---------- Information provided ----------
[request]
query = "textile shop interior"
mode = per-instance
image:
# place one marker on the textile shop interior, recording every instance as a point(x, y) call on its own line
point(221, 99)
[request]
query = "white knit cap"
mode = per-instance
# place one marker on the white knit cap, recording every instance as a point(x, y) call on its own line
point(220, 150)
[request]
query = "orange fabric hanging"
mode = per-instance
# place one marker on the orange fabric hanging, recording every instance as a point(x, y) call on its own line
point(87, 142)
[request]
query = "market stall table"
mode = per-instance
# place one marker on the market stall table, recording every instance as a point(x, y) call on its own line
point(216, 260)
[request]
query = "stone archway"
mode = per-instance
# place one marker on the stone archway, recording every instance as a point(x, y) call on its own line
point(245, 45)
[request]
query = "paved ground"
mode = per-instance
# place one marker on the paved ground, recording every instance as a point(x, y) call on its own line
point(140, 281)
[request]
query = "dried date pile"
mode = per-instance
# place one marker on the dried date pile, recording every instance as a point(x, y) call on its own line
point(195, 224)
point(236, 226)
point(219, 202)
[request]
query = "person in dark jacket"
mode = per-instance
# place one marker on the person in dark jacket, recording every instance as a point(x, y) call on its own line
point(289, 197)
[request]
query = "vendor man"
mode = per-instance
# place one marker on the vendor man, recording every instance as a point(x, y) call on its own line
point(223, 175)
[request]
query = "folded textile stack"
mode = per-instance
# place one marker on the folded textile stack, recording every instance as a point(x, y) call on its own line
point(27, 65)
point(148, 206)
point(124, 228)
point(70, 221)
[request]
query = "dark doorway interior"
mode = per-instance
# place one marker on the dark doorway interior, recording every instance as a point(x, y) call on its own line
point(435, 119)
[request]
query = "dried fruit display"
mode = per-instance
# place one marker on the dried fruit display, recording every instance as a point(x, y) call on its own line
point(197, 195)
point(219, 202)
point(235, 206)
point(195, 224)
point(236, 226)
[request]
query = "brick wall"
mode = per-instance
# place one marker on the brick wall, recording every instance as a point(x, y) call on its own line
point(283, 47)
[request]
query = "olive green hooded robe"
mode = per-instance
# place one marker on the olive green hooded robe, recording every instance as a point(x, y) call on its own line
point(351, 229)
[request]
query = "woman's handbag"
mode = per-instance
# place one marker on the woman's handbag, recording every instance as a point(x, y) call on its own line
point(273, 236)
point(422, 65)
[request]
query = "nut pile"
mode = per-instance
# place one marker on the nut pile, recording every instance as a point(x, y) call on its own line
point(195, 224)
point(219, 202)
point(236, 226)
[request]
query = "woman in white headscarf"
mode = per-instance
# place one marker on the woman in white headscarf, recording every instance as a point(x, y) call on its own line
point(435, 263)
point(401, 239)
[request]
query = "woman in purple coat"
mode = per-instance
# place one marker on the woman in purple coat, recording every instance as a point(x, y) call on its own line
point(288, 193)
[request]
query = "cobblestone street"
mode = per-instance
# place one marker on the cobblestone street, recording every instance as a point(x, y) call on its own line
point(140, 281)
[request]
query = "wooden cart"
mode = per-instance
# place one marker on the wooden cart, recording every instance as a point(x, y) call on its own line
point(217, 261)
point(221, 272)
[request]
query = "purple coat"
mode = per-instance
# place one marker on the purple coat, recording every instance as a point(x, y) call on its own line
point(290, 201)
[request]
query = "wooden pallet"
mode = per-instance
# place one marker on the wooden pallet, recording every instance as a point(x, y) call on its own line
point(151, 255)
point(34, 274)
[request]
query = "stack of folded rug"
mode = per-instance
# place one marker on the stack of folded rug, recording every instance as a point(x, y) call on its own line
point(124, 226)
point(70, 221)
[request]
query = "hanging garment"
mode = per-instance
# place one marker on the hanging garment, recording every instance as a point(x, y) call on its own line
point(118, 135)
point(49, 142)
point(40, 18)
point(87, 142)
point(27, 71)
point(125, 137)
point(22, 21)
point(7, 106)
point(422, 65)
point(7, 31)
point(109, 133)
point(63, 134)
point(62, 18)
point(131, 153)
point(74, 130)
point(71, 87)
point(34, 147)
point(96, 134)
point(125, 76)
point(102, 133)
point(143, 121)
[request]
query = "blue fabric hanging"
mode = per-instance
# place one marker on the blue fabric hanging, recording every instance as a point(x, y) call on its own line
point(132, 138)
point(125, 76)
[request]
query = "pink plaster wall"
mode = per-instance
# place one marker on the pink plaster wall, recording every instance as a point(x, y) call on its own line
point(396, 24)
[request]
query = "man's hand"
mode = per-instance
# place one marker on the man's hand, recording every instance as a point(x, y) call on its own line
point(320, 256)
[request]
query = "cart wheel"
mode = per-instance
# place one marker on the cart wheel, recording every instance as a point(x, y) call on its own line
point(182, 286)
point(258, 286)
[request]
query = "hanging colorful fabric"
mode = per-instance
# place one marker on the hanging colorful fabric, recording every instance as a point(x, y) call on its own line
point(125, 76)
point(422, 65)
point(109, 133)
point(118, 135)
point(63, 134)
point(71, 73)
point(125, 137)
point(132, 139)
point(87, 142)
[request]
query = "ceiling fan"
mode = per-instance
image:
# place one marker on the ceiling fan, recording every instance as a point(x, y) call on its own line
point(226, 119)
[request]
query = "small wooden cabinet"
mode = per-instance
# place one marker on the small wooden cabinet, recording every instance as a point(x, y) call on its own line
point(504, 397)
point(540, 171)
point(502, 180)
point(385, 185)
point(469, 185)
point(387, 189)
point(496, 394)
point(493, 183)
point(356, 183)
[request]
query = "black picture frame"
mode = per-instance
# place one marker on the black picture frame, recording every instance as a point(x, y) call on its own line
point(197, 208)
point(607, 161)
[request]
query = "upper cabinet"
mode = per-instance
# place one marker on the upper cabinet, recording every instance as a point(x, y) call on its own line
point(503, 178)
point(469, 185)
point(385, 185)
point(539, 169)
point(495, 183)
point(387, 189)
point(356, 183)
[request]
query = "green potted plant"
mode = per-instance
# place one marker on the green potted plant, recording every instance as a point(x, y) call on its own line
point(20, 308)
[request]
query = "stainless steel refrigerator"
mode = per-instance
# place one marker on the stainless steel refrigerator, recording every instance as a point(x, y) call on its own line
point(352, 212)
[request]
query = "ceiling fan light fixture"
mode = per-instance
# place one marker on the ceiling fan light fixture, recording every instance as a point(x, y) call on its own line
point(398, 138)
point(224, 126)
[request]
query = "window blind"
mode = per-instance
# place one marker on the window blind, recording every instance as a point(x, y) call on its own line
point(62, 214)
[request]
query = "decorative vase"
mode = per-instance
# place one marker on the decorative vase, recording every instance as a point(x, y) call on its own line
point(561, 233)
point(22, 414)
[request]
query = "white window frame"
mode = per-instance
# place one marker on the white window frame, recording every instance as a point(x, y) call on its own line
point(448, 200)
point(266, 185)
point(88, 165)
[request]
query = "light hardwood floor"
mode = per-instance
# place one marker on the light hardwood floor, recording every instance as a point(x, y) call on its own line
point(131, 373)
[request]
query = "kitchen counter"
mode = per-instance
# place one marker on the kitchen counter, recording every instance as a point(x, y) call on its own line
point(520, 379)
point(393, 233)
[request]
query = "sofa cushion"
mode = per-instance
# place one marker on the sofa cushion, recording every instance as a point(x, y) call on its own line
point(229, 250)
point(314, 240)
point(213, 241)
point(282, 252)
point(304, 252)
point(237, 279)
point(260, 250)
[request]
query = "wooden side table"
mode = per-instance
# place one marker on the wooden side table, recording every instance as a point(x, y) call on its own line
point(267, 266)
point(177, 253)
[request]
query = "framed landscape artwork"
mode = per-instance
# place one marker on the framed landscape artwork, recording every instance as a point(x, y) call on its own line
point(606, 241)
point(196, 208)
----------
§ **What is needed**: Transcribe the records above exactly as they appear.

§ **Response**:
[request]
query = "textile shop interior"
mode = per-instance
image:
# place one marker on the textile shop interior, recording every instance as a point(x, y) call on its own line
point(221, 99)
[request]
query = "white knit cap"
mode = per-instance
# place one marker on the white knit cap, recording every instance as a point(x, y) call on its own line
point(220, 150)
[request]
query = "orange fabric hanging"
mode = per-instance
# place one marker on the orange fabric hanging, recording every instance as a point(x, y) call on its own line
point(87, 142)
[request]
query = "market stall table"
mode = per-instance
# place one marker on the market stall table, recording every instance as a point(x, y) call on its own line
point(216, 260)
[request]
query = "stone archway"
mode = per-instance
# place one marker on the stone archway, recording every instance as a point(x, y) call on its own line
point(245, 45)
[request]
query = "paved ground"
mode = per-instance
# place one marker on the paved ground, recording every instance as a point(x, y) call on its own line
point(140, 281)
[request]
query = "dried date pile"
mode = per-instance
# place one marker on the dried date pile, recording every instance as a point(x, y) call on its own line
point(195, 224)
point(236, 226)
point(219, 202)
[request]
query = "person in dark jacket"
mode = per-instance
# place one marker on the person in dark jacket, recording every instance as a point(x, y) call on its own line
point(289, 197)
[request]
query = "vendor man"
mode = per-instance
# place one marker on the vendor man, recording every instance as a point(x, y) call on its own line
point(223, 175)
[request]
query = "folded textile stack"
mode = per-instance
# place one marker on the folded textile stack, recording every instance as a point(x, y) call on its own line
point(27, 65)
point(148, 206)
point(124, 228)
point(70, 221)
[request]
query = "dark doorway interior"
mode = per-instance
# place one marker on the dark doorway interior, recording every instance as a point(x, y) call on its own line
point(435, 119)
[request]
query = "dried fruit display"
mode = per-instance
# place one marker on the dried fruit display, recording every instance as a point(x, y) call on its own line
point(197, 195)
point(219, 202)
point(235, 206)
point(195, 224)
point(236, 226)
[request]
query = "brick wall"
mode = per-instance
# place one marker on the brick wall, recording every instance as a point(x, y) call on its own line
point(283, 47)
[request]
query = "olive green hooded robe"
mode = per-instance
# place one marker on the olive green hooded robe, recording every instance as a point(x, y) call on its own line
point(351, 229)
[request]
query = "woman's handbag"
mode = per-instance
# place one marker on the woman's handbag, recording every instance as a point(x, y) call on its own line
point(273, 236)
point(422, 65)
[request]
query = "nut pile"
mode = per-instance
# place one marker on the nut pile, recording every instance as a point(x, y) call on its own line
point(195, 224)
point(219, 202)
point(236, 226)
[request]
query = "woman in white headscarf"
mode = per-instance
# place one marker on the woman in white headscarf, recording every instance as a point(x, y) call on its own line
point(435, 263)
point(401, 239)
[request]
query = "woman in purple coat"
mode = per-instance
# place one marker on the woman in purple coat, recording every instance as a point(x, y) call on its own line
point(288, 193)
[request]
query = "cobblestone street"
mode = per-instance
# place one marker on the cobblestone street, recording every instance as a point(x, y) call on its own line
point(140, 281)
[request]
query = "wooden cart"
mode = per-instance
# place one marker on the wooden cart, recording every instance as a point(x, y) call on its own line
point(217, 261)
point(221, 272)
[request]
query = "purple coat"
mode = per-instance
# place one marker on the purple coat, recording every instance as a point(x, y) call on its own line
point(290, 201)
[request]
query = "wooden pallet"
mode = per-instance
# place one marker on the wooden pallet, recording every instance as a point(x, y) call on its own line
point(151, 255)
point(34, 274)
[request]
query = "stack of folded rug"
mode = per-instance
# place one marker on the stack of folded rug, recording every instance as a point(x, y) call on its own line
point(124, 226)
point(70, 221)
[request]
query = "hanging garment"
mode = per-instance
# place one marker on the hanging garment, recording every instance as a point(x, y) call on its own line
point(118, 135)
point(49, 142)
point(40, 18)
point(87, 142)
point(27, 71)
point(125, 137)
point(22, 21)
point(7, 106)
point(422, 65)
point(7, 31)
point(109, 133)
point(63, 134)
point(62, 18)
point(131, 153)
point(74, 130)
point(71, 87)
point(34, 147)
point(96, 134)
point(125, 76)
point(102, 133)
point(143, 121)
[request]
query = "blue fabric hanging"
mode = per-instance
# place one marker on the blue fabric hanging, recording every instance as a point(x, y) call on its own line
point(132, 138)
point(125, 76)
[request]
query = "pink plaster wall"
mode = per-instance
# place one marker on the pink plaster wall, recording every instance as a point(x, y) call on its own line
point(396, 24)
[request]
query = "man's hand"
mode = per-instance
# place one marker on the man's hand, recording every instance as a point(x, y) call on its own line
point(320, 256)
[request]
query = "cart wheel"
mode = per-instance
# place one marker on the cart wheel, recording every instance as a point(x, y) call on its own line
point(182, 286)
point(258, 286)
[request]
query = "hanging colorful fabric"
mode = per-instance
# place one marker on the hanging colorful fabric, recording every instance as a point(x, y) call on its own line
point(125, 76)
point(422, 65)
point(109, 133)
point(118, 135)
point(63, 134)
point(71, 73)
point(125, 137)
point(132, 139)
point(87, 142)
[request]
query = "ceiling fan"
mode = per-instance
image:
# place one marker on the ceiling fan, recording every instance as a point(x, y) call on its own line
point(226, 119)
[request]
query = "small wooden cabinet"
mode = per-instance
# place one marker on the small wooden cabinet, recording every instance as a point(x, y) call on its own line
point(504, 397)
point(540, 171)
point(502, 180)
point(385, 185)
point(469, 185)
point(387, 189)
point(496, 394)
point(493, 183)
point(356, 183)
[request]
query = "black picture frame"
mode = per-instance
# place one marker on the black picture frame, recording every instance as a point(x, y) call on its own line
point(197, 208)
point(607, 161)
[request]
query = "upper cabinet"
mode = per-instance
# place one marker on the upper cabinet, recording every instance as a point(x, y) call on its own line
point(503, 178)
point(469, 185)
point(385, 185)
point(539, 169)
point(495, 183)
point(387, 189)
point(356, 183)
[request]
query = "green potted plant"
mode = per-instance
# place one marker on the green potted plant, recording every instance as a point(x, y) call on its own line
point(20, 308)
[request]
query = "stainless steel refrigerator"
mode = per-instance
# place one marker on the stainless steel refrigerator, recording every instance as a point(x, y) call on its own line
point(352, 212)
[request]
query = "ceiling fan light fixture"
mode = per-instance
# place one marker on the ceiling fan light fixture, recording every instance as a point(x, y) call on its own line
point(398, 138)
point(224, 126)
[request]
query = "window blind"
mode = per-instance
# place one marker on the window blind, recording every instance as a point(x, y) call on its own line
point(62, 214)
[request]
query = "decorative vase"
mode = per-instance
# place one marker on the decorative vase, recording every instance as a point(x, y) call on its own line
point(561, 233)
point(22, 414)
[request]
query = "white window frame"
mode = per-instance
# place one marker on the white window frame, recording every instance as a point(x, y) call on its own line
point(448, 200)
point(266, 185)
point(88, 165)
[request]
query = "light hardwood floor"
mode = per-instance
# place one marker on the light hardwood floor, recording every instance as a point(x, y) call on its own line
point(131, 373)
[request]
query = "kitchen counter"
mode = per-instance
# place one marker on the kitchen counter, recording every instance as a point(x, y) call on its own line
point(520, 379)
point(393, 233)
[request]
query = "sofa cushion"
mode = per-instance
# place one marker on the sofa cushion, recording every instance as a point(x, y) call on its own line
point(229, 250)
point(314, 240)
point(213, 241)
point(282, 252)
point(304, 252)
point(237, 279)
point(260, 250)
[request]
query = "wooden side table"
mode = per-instance
# place one marker on the wooden side table, recording every instance as a point(x, y) call on its own line
point(267, 266)
point(177, 253)
[request]
query = "framed landscape artwork"
mode = per-instance
# place one marker on the framed landscape artwork, recording every instance as a point(x, y) call on its own line
point(606, 241)
point(196, 208)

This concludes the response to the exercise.